* **The task**
All the entries need to be quoted exactly, apart from the pictures, which you should drop.

[Source records]

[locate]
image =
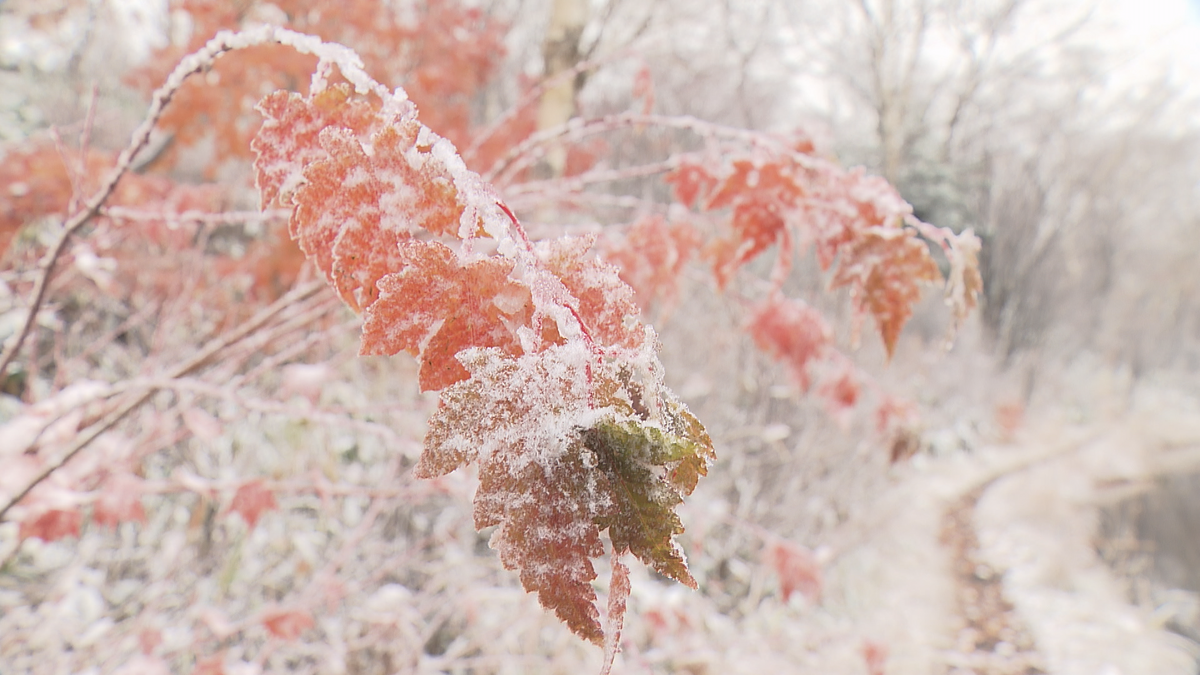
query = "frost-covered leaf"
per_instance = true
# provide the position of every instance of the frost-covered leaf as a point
(287, 623)
(792, 332)
(437, 306)
(605, 303)
(562, 460)
(652, 256)
(289, 137)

* **Solution to the problem**
[locate]
image =
query = "frost-covered leaf"
per_instance = true
# provide the position of every instance of the frost-covered leaf as a point
(287, 623)
(792, 332)
(437, 306)
(605, 303)
(562, 460)
(652, 256)
(289, 137)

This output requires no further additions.